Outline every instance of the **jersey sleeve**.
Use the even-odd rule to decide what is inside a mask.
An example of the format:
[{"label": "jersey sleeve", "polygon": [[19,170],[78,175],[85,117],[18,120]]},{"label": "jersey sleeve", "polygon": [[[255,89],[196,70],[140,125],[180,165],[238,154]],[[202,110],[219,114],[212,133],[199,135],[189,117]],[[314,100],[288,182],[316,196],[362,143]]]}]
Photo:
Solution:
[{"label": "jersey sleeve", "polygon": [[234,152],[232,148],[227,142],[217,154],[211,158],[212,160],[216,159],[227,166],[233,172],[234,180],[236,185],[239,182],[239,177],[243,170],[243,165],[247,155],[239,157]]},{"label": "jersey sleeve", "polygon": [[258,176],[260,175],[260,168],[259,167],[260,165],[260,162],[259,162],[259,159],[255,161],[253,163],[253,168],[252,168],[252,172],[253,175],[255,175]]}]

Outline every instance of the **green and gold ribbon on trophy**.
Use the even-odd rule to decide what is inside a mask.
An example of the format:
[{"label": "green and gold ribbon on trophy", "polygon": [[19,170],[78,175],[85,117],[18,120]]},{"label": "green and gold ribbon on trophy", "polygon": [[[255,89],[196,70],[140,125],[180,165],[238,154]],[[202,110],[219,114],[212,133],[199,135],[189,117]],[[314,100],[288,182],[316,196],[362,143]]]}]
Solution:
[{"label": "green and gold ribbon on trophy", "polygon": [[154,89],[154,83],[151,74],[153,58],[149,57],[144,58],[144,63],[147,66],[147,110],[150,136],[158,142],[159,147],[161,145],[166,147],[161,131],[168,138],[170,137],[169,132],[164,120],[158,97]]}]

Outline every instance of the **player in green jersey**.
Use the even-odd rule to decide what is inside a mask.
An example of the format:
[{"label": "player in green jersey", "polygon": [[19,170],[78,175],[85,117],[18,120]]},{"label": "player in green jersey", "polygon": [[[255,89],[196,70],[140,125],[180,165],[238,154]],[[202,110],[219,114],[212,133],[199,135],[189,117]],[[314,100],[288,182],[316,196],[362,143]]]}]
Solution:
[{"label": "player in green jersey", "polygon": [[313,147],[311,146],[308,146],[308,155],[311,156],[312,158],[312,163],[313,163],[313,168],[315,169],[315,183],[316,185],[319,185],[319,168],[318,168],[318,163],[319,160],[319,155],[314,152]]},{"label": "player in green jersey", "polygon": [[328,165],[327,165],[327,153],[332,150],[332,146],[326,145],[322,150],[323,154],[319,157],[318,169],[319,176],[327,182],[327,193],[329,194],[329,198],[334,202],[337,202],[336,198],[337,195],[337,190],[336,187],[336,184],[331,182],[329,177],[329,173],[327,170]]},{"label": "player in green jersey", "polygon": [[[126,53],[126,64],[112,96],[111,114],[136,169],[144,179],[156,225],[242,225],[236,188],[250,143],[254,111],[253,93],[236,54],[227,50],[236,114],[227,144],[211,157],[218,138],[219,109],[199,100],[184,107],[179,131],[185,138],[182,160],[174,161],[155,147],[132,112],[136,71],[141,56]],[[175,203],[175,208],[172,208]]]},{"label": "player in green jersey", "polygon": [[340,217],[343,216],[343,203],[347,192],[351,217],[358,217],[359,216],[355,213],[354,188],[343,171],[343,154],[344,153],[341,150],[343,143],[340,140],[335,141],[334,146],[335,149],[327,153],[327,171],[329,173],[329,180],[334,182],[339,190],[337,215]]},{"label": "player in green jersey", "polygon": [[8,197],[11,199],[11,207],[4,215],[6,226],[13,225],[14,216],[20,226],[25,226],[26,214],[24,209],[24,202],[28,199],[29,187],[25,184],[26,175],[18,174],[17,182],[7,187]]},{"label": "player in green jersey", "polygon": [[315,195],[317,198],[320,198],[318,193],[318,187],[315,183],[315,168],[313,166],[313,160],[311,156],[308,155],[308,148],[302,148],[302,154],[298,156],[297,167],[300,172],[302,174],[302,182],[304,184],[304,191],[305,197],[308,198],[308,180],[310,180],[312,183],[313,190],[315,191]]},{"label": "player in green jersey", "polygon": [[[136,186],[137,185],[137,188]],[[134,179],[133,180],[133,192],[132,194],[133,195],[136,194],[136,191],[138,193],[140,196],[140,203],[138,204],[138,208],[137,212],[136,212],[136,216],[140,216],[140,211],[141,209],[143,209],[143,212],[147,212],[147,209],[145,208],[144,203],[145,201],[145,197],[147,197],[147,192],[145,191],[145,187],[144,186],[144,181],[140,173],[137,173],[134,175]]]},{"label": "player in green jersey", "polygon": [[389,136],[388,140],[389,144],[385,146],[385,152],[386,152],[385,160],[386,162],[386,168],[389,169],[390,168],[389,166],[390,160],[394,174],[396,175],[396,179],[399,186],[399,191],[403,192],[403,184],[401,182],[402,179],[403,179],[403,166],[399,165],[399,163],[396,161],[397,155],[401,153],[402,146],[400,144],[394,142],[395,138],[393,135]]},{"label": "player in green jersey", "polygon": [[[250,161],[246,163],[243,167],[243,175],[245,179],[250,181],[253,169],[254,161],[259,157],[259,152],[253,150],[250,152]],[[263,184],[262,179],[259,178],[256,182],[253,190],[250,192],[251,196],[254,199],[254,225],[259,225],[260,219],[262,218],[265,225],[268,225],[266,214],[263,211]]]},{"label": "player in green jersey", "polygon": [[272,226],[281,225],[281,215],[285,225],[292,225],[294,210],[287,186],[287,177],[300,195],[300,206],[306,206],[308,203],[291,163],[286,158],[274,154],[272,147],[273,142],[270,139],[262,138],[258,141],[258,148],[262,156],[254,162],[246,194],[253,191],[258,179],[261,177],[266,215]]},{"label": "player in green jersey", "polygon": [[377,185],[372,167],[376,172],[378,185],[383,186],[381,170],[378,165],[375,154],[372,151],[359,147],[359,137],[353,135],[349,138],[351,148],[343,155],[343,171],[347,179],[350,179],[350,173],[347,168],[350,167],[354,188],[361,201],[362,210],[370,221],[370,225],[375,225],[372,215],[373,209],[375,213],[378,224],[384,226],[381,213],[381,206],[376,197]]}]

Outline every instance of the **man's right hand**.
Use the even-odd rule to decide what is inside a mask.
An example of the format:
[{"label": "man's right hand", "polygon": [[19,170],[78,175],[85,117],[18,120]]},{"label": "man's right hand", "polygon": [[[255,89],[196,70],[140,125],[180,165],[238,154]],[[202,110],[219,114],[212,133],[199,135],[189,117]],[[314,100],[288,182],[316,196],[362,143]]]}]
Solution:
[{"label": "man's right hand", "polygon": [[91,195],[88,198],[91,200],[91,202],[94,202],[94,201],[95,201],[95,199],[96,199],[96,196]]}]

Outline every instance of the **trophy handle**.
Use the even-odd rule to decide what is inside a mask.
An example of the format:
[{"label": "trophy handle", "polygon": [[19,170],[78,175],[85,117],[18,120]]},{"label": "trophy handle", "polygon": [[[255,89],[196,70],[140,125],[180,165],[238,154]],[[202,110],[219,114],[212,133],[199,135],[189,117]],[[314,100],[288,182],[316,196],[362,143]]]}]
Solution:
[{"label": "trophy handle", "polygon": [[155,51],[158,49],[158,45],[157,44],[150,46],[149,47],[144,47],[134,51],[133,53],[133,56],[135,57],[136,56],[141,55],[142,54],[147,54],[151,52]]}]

_ _ _ _ _ _ _

STATED PROBLEM
Return all lines of the items above verbatim, in their original order, from the first one through the last.

OUTPUT OF THE EXERCISE
Outline every instance of the **jersey sleeve**.
Use the even-odd rule to decide what is inside a mask.
An example of the format:
[{"label": "jersey sleeve", "polygon": [[19,170],[78,175],[85,117],[18,120]]},{"label": "jersey sleeve", "polygon": [[[255,89],[196,70],[140,125],[180,165],[238,154]],[[202,110],[219,114],[212,133],[199,135],[189,117]],[[314,100],[288,182],[316,196],[362,143]]]}]
Photo:
Solution:
[{"label": "jersey sleeve", "polygon": [[234,152],[232,148],[227,142],[217,154],[211,158],[212,160],[216,159],[227,166],[233,172],[234,180],[236,185],[239,182],[239,177],[243,170],[243,165],[247,155],[239,157]]},{"label": "jersey sleeve", "polygon": [[258,176],[260,175],[260,168],[259,167],[260,165],[260,162],[259,162],[259,159],[255,161],[253,163],[253,168],[252,168],[252,172],[253,175],[255,175]]}]

Outline every instance of the **green and gold ribbon on trophy**.
Use the even-odd rule to decide what is inside a mask.
An example of the format:
[{"label": "green and gold ribbon on trophy", "polygon": [[19,170],[78,175],[85,117],[18,120]]},{"label": "green and gold ribbon on trophy", "polygon": [[[255,89],[196,70],[140,125],[180,165],[238,154]],[[202,110],[219,114],[212,133],[199,135],[189,117]],[[314,100],[288,182],[316,196],[362,143]]]}]
Solution:
[{"label": "green and gold ribbon on trophy", "polygon": [[154,89],[154,83],[151,74],[153,58],[149,57],[144,58],[144,63],[147,66],[147,110],[150,136],[158,142],[159,147],[161,145],[166,147],[161,131],[168,138],[170,137],[169,132],[164,120],[158,97]]}]

Outline every instance of the **player in green jersey**.
Use the even-odd rule to decide what is inside a mask.
An example of the format:
[{"label": "player in green jersey", "polygon": [[19,170],[78,175],[85,117],[18,120]]},{"label": "player in green jersey", "polygon": [[[255,89],[196,70],[140,125],[180,165],[238,154]],[[202,110],[219,114],[212,133],[199,135],[189,117]],[[314,100],[288,182],[316,196],[362,143]]]}]
Solution:
[{"label": "player in green jersey", "polygon": [[313,147],[311,146],[308,146],[308,155],[311,156],[312,158],[312,163],[313,163],[313,168],[315,169],[315,183],[316,185],[319,185],[319,168],[318,168],[318,163],[319,160],[319,155],[314,152]]},{"label": "player in green jersey", "polygon": [[328,165],[327,165],[327,153],[332,150],[332,146],[326,145],[322,150],[323,154],[319,157],[318,169],[319,176],[327,182],[327,193],[329,194],[329,198],[334,202],[337,202],[336,198],[337,195],[337,190],[336,187],[336,184],[331,182],[329,177],[329,173],[327,170]]},{"label": "player in green jersey", "polygon": [[[126,53],[126,64],[112,96],[111,114],[136,169],[144,179],[156,225],[242,225],[236,188],[250,143],[254,111],[253,93],[236,54],[227,50],[236,114],[227,144],[211,157],[218,138],[219,109],[199,100],[184,107],[179,131],[185,138],[182,160],[174,161],[155,147],[132,112],[136,71],[141,56]],[[175,203],[175,208],[172,208]]]},{"label": "player in green jersey", "polygon": [[340,217],[343,216],[343,203],[347,192],[351,217],[358,217],[359,216],[355,213],[354,188],[343,171],[343,154],[344,153],[341,150],[343,143],[340,140],[335,141],[334,146],[335,149],[327,153],[327,171],[329,173],[329,180],[334,182],[339,190],[337,215]]},{"label": "player in green jersey", "polygon": [[8,197],[11,199],[11,207],[4,215],[6,226],[13,225],[14,216],[20,226],[25,226],[26,214],[24,209],[24,202],[28,199],[29,187],[25,184],[26,175],[18,174],[17,182],[7,187]]},{"label": "player in green jersey", "polygon": [[315,195],[317,198],[320,198],[318,193],[318,187],[315,183],[315,168],[313,166],[313,160],[311,156],[308,155],[308,148],[302,148],[302,154],[298,156],[297,167],[300,172],[302,174],[302,182],[304,184],[304,191],[305,197],[308,198],[308,180],[310,180],[312,183],[313,190],[315,191]]},{"label": "player in green jersey", "polygon": [[[136,186],[137,185],[137,188]],[[134,179],[133,180],[133,192],[132,194],[133,195],[136,194],[136,191],[138,193],[140,196],[140,203],[138,204],[138,208],[137,212],[136,212],[136,216],[140,216],[140,211],[141,209],[143,209],[143,212],[147,212],[147,209],[145,208],[144,203],[145,201],[145,197],[147,197],[147,192],[145,191],[145,187],[144,186],[144,181],[140,173],[137,173],[134,175]]]},{"label": "player in green jersey", "polygon": [[389,136],[388,140],[389,144],[385,146],[385,152],[386,152],[385,160],[386,162],[386,168],[389,169],[390,168],[389,166],[390,160],[394,174],[396,175],[396,179],[399,186],[399,191],[403,192],[403,184],[401,182],[402,179],[403,179],[403,166],[399,165],[399,163],[396,161],[397,155],[401,153],[402,146],[400,144],[394,142],[395,138],[393,135]]},{"label": "player in green jersey", "polygon": [[[250,161],[246,163],[243,167],[243,175],[245,179],[250,181],[253,169],[254,161],[259,157],[259,152],[253,150],[250,152]],[[263,184],[262,179],[259,178],[256,182],[253,190],[250,192],[251,196],[254,199],[254,225],[259,225],[260,219],[262,218],[265,225],[268,225],[266,214],[263,211]]]},{"label": "player in green jersey", "polygon": [[272,226],[281,225],[281,215],[285,225],[292,225],[294,210],[287,186],[287,177],[300,195],[300,206],[306,206],[308,203],[291,163],[286,158],[274,154],[272,147],[273,142],[270,139],[262,138],[258,141],[258,148],[262,156],[254,162],[246,194],[253,191],[258,179],[261,177],[266,215]]},{"label": "player in green jersey", "polygon": [[377,185],[372,167],[376,172],[378,185],[383,186],[381,170],[378,165],[375,154],[372,151],[359,147],[359,137],[353,135],[349,138],[351,148],[343,155],[343,171],[347,179],[350,179],[350,173],[347,168],[350,167],[354,188],[361,201],[362,210],[370,221],[370,225],[375,225],[372,215],[373,209],[375,213],[378,224],[384,226],[381,213],[381,206],[376,197]]}]

Outline every instance of the **man's right hand**.
Use the even-odd rule to decide what is inside a mask.
An example of the format:
[{"label": "man's right hand", "polygon": [[19,170],[78,175],[85,117],[18,120]]},{"label": "man's right hand", "polygon": [[[255,89],[196,70],[140,125],[180,165],[238,154]],[[202,110],[219,114],[212,133],[199,135],[189,117]],[[314,100],[288,182],[316,196],[362,143]]]}]
Solution:
[{"label": "man's right hand", "polygon": [[91,195],[88,198],[91,200],[91,202],[94,202],[94,201],[95,201],[95,199],[96,199],[96,196]]}]

Outline every instance of the **trophy handle**.
Use the even-odd rule to decide what is inside a mask.
An example of the format:
[{"label": "trophy handle", "polygon": [[19,170],[78,175],[85,117],[18,120]]},{"label": "trophy handle", "polygon": [[[255,89],[196,70],[140,125],[180,165],[238,154]],[[202,110],[219,114],[212,133],[199,135],[189,117]],[[314,100],[288,182],[316,196],[362,143]]]}]
Solution:
[{"label": "trophy handle", "polygon": [[155,51],[158,49],[158,45],[157,44],[150,46],[149,47],[144,47],[134,51],[133,53],[133,56],[135,57],[136,56],[141,55],[142,54],[147,54],[151,52]]}]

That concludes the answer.